Prince Maurits Willem Pieter Hendrik of Orange-Nassau, van Vollenhoven (born 17 April 1968) is a member of the Dutch royal family as the eldest son of Princess Margriet of the Netherlands and Pieter van Vollenhoven.

Before the succession of his cousin Willem-Alexander as King, he was a member of the Dutch Royal House and tenth in the line of succession to the Dutch throne. With Willem-Alexander's succession however, he is no longer a member of the Dutch Royal House, and is no longer in line to direct succession to the Dutch throne.

Life and career
Maurits was born on 17 April 1968. His godparents are Princess Christina of the Netherlands, Prince Alois-Konstantin of Lowenstein-Wertheim-Rosenberg, Jhr. G. Krayenhof, and The Dutch Merchant Fleet. Van Vollenhoven has three brothers: Bernhard, Pieter-Christiaan, Floris.

In 1987, van Vollenhoven performed military service with the Royal Netherlands Marine Corps and the Royal Netherlands Navy. He graduated at University of Groningen in 1995, where he obtained a MSc degree in Economics. After his study he worked for the Schiphol Airport Authority, where he occupied several positions, including Senior Manager of Passenger Services. From September 2001 to May 2006, the prince worked for Philips (Domestic Appliances and Personal Care) in Amersfoort, where he was in charge of part of the Philishave portfolio.

**LIST OF TASKS:**
[1] According to the biography of Prince Maurits, at which university did he earn his MSc degree in Economics?
[2] List every godparent of Prince Maurits named in the biography of Prince Maurits.
[3] Continue the biography of Prince Maurits, starting after its final sentence.

**RECORDS:**
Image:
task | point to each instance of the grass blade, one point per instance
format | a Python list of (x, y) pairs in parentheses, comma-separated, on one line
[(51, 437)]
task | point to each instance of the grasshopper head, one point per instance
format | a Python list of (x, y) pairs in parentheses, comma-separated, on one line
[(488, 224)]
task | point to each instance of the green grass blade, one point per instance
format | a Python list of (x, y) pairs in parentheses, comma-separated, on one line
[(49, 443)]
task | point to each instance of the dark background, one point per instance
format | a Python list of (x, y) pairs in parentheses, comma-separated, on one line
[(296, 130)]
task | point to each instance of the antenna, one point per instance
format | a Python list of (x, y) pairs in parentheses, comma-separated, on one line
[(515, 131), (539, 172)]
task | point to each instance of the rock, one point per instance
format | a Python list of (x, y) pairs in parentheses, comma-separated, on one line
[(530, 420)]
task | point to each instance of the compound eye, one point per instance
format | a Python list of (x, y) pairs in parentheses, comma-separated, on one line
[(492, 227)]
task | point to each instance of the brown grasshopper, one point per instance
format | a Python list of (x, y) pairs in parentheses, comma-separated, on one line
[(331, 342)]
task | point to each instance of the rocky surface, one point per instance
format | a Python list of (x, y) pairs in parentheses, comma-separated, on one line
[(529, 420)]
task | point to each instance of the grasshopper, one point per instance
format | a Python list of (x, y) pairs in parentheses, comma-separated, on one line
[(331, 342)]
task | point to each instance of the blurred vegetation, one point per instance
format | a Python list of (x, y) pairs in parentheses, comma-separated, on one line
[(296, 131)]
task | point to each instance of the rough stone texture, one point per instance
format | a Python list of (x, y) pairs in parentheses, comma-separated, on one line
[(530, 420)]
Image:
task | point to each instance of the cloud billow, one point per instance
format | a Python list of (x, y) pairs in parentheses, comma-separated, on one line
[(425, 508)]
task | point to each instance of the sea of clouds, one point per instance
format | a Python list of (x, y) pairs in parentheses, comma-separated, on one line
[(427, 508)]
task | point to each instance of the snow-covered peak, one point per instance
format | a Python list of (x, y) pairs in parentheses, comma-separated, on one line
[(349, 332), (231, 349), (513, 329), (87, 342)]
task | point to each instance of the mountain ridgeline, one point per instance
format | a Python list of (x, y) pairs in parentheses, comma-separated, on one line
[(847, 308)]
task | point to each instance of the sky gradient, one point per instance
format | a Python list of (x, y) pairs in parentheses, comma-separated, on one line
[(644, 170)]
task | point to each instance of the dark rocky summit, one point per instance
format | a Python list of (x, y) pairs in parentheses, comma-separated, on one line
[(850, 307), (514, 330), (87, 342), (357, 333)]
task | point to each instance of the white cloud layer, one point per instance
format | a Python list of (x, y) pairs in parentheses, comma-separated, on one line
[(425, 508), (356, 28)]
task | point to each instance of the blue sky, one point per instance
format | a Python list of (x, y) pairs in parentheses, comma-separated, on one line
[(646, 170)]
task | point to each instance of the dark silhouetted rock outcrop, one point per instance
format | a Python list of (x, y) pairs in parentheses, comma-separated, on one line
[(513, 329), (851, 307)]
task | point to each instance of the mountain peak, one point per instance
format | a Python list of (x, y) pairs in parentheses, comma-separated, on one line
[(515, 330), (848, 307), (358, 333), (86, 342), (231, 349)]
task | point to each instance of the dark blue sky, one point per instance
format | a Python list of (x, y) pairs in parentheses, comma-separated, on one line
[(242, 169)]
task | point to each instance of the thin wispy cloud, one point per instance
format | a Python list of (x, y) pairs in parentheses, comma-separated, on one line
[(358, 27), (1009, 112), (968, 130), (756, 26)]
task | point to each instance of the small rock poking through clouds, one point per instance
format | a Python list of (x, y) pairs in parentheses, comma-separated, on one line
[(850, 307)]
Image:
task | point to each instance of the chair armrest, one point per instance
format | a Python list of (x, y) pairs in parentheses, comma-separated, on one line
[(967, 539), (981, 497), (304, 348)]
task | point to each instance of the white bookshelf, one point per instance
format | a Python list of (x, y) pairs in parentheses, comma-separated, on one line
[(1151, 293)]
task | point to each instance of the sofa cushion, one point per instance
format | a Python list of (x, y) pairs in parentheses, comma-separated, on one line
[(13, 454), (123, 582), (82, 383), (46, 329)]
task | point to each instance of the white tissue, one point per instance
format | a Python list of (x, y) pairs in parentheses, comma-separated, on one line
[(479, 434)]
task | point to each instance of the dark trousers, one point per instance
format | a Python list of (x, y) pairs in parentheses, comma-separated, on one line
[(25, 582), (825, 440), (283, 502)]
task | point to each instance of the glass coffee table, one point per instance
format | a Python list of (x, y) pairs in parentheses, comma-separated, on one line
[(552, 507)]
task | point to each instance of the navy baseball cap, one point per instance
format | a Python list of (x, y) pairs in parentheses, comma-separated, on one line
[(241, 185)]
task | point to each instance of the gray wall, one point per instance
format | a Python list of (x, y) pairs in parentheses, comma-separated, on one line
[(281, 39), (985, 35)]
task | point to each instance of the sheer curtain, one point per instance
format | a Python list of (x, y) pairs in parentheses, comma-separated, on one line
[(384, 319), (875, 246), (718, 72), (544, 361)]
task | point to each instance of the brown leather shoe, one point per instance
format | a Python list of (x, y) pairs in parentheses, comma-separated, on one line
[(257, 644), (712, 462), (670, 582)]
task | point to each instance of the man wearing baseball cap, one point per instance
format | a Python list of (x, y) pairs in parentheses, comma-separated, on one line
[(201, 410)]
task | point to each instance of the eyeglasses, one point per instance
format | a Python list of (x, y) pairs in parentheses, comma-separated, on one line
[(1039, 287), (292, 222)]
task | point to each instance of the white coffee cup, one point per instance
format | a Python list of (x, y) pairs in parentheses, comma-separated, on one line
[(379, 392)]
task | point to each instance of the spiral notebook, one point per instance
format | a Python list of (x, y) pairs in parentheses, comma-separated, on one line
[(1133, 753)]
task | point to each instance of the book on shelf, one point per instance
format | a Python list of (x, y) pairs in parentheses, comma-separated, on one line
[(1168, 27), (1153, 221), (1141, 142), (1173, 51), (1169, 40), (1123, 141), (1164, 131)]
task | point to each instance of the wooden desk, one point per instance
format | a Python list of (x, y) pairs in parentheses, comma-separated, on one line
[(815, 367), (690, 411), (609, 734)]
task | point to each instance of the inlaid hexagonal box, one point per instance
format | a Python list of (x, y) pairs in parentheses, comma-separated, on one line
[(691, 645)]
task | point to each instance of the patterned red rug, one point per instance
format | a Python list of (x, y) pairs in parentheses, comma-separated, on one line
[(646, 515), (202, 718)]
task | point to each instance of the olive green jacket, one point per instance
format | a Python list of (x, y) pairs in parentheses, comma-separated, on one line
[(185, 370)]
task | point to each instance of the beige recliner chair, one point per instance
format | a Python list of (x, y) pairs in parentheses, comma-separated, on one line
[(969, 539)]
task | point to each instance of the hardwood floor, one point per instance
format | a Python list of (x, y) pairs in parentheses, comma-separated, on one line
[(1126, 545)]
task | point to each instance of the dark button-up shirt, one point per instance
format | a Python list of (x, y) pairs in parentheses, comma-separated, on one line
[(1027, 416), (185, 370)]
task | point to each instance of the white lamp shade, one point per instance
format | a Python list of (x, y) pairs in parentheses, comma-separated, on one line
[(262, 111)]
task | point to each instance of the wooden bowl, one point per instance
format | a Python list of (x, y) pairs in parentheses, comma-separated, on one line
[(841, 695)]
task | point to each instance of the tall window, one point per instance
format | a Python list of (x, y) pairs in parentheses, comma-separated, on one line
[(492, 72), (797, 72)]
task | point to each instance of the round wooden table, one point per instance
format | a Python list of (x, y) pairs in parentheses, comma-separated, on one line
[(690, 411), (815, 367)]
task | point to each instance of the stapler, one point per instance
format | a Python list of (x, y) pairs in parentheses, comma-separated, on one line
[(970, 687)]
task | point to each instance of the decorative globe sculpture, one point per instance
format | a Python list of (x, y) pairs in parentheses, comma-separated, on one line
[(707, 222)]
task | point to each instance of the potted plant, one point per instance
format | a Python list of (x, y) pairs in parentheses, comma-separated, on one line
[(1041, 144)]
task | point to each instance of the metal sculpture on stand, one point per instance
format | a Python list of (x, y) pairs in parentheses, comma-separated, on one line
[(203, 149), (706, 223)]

**EXERCISE RESULTS:**
[1] The University of Groningen, in 1995.

[2] Princess Christina of the Netherlands, Prince Alois-Konstantin of Lowenstein-Wertheim-Rosenberg, Jhr. G. Krayenhof, and The Dutch Merchant Fleet.

[3]
In May 2006, van Vollenhoven started his own business, The Source, which focuses on innovative concepts for products, services and systems for both business and government. Since 1 May 2013, Maurits is Aide-de-camp to King Willem-Alexander and promoted to the rank of Commander (Dutch: Kapitein-lieutenant ter Zee) in the Royal Netherlands Navy.

Marriage and family
In 1989, van Vollenhoven met Marilène (Marie-Helène) van den Broek b. 4 February 1970, the youngest daughter of Hans van den Broek and Josee van Schendel. Their civil marriage ceremony was in Apeldoorn on 29 May 1998, followed by a religious ceremony on 30 May. He was the first grandchild of Queen Juliana and Prince Bernhard of the Netherlands who married.

Together, the couple has three children: 
 Anastasia (Anna) Margriet Joséphine van Lippe-Biesterfeld van Vollenhoven (Amsterdam, 15 April 2001) - the first legitimate great-grandchild of Queen Juliana and Prince Bernhard,
 Lucas Maurits Pieter Henri van Lippe-Biesterfeld van Vollenhoven (Amsterdam, 26 October 2002), 
 Felicia Juliana Bénedicte Barbara van Lippe-Biesterfeld van Vollenhoven (Amsterdam, 31 May 2005). 
By Royal Decree of 26 May 1998, the children of van Vollenhoven bear the surname "van Lippe-Biesterfeld van Vollenhoven", without titles.

Upon the abdication of Queen Beatrix, which took place on 30 April 2013, it was confirmed that the children of Princess Margriet and Pieter van Vollenhoven would no longer be eligible to succeed to the throne, and that they would also cease to be members of the Royal House according to The Membership of the Royal House Act.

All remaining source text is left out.